Task - Pick out every line in the items below that contains the word "baby", and copy each of those lines.

_ _ _ _

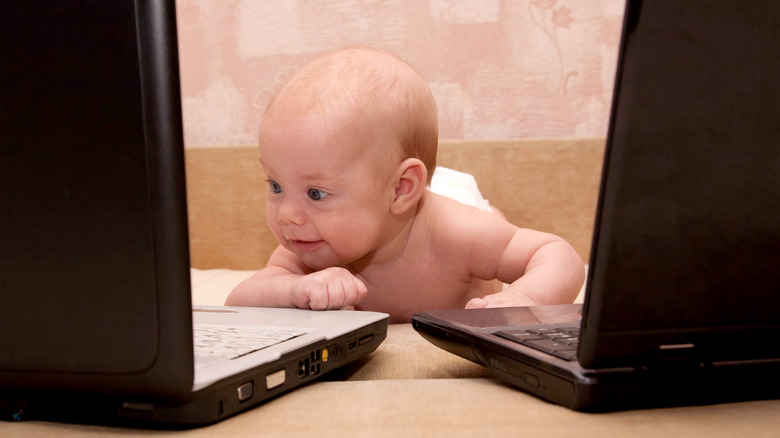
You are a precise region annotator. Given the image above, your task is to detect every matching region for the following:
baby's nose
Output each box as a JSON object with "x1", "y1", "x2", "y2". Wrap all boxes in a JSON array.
[{"x1": 277, "y1": 200, "x2": 304, "y2": 225}]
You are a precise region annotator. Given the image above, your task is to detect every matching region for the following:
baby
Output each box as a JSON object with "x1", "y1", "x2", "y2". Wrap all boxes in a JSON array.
[{"x1": 225, "y1": 47, "x2": 584, "y2": 323}]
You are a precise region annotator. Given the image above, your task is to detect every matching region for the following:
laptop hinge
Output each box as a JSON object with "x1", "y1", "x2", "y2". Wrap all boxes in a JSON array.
[{"x1": 654, "y1": 344, "x2": 710, "y2": 381}]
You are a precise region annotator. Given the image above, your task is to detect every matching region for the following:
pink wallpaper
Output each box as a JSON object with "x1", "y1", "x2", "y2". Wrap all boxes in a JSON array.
[{"x1": 177, "y1": 0, "x2": 624, "y2": 147}]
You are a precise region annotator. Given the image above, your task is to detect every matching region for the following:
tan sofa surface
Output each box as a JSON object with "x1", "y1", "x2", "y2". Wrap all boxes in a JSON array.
[{"x1": 7, "y1": 139, "x2": 780, "y2": 438}]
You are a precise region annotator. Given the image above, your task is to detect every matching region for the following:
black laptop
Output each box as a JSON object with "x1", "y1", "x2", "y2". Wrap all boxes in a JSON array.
[
  {"x1": 0, "y1": 0, "x2": 388, "y2": 427},
  {"x1": 413, "y1": 0, "x2": 780, "y2": 411}
]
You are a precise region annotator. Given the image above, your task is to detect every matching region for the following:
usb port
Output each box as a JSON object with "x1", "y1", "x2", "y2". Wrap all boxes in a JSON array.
[{"x1": 298, "y1": 359, "x2": 309, "y2": 377}]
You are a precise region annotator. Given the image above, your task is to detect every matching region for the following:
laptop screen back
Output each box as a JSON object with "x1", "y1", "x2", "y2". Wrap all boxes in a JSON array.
[
  {"x1": 580, "y1": 0, "x2": 780, "y2": 367},
  {"x1": 0, "y1": 0, "x2": 192, "y2": 393}
]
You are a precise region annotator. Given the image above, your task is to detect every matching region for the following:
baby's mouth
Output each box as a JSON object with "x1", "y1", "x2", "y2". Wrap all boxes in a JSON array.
[{"x1": 290, "y1": 240, "x2": 323, "y2": 252}]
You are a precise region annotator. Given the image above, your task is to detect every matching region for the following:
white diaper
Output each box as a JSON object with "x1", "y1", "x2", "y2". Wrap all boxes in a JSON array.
[{"x1": 430, "y1": 167, "x2": 493, "y2": 211}]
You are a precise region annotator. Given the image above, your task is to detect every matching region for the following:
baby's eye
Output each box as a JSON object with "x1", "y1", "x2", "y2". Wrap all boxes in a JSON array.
[
  {"x1": 268, "y1": 179, "x2": 284, "y2": 195},
  {"x1": 306, "y1": 189, "x2": 328, "y2": 201}
]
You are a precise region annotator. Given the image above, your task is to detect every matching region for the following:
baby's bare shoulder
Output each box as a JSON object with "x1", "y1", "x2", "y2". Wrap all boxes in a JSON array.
[{"x1": 426, "y1": 193, "x2": 518, "y2": 249}]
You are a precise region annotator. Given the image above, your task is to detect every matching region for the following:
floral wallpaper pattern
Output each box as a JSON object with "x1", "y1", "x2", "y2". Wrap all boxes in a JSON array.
[{"x1": 177, "y1": 0, "x2": 624, "y2": 147}]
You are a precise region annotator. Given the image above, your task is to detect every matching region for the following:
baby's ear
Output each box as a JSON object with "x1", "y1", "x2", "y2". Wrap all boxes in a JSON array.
[{"x1": 390, "y1": 158, "x2": 428, "y2": 214}]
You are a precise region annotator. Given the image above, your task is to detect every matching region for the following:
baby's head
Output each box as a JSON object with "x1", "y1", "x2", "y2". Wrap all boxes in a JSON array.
[
  {"x1": 259, "y1": 48, "x2": 438, "y2": 269},
  {"x1": 261, "y1": 47, "x2": 438, "y2": 183}
]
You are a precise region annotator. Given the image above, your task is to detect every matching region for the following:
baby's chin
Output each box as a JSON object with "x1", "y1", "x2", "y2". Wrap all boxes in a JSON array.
[{"x1": 298, "y1": 253, "x2": 349, "y2": 272}]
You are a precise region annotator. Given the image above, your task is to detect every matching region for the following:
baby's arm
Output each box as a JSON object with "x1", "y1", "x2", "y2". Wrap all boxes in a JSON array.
[
  {"x1": 225, "y1": 246, "x2": 367, "y2": 310},
  {"x1": 466, "y1": 221, "x2": 585, "y2": 308}
]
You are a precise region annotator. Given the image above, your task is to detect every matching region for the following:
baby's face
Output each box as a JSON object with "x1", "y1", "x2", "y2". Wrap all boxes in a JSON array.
[{"x1": 260, "y1": 111, "x2": 397, "y2": 270}]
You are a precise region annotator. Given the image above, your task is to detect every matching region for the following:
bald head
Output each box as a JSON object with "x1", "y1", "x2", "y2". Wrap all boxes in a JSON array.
[{"x1": 264, "y1": 47, "x2": 438, "y2": 184}]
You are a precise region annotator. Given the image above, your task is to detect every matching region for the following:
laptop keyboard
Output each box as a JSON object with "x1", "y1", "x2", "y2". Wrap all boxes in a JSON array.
[
  {"x1": 193, "y1": 324, "x2": 306, "y2": 368},
  {"x1": 494, "y1": 326, "x2": 580, "y2": 361}
]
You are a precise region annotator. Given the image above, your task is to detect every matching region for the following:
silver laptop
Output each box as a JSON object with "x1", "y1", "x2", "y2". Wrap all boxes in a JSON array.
[
  {"x1": 0, "y1": 0, "x2": 387, "y2": 427},
  {"x1": 413, "y1": 0, "x2": 780, "y2": 411}
]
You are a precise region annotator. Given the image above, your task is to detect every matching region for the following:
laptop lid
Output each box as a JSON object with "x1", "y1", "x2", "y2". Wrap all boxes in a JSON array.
[
  {"x1": 0, "y1": 0, "x2": 193, "y2": 398},
  {"x1": 578, "y1": 0, "x2": 780, "y2": 368}
]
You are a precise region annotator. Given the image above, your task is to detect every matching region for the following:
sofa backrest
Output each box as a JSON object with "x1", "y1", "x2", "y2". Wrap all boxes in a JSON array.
[{"x1": 186, "y1": 139, "x2": 604, "y2": 270}]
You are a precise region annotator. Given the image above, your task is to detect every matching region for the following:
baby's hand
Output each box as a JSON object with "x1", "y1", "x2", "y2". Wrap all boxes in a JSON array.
[
  {"x1": 290, "y1": 268, "x2": 368, "y2": 310},
  {"x1": 466, "y1": 286, "x2": 538, "y2": 309}
]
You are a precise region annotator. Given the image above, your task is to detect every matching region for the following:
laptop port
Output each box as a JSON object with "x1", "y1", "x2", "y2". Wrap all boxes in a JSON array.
[{"x1": 298, "y1": 358, "x2": 309, "y2": 377}]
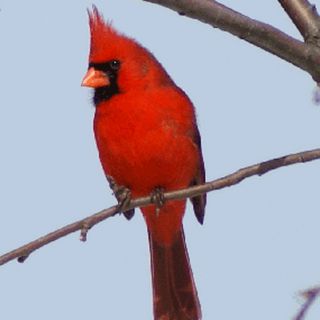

_ _ _ _

Problem solution -
baby's nose
baby
baby's mouth
baby's eye
baby's bare shoulder
baby's ear
baby's head
baby's chin
baby's arm
baby's face
baby's hand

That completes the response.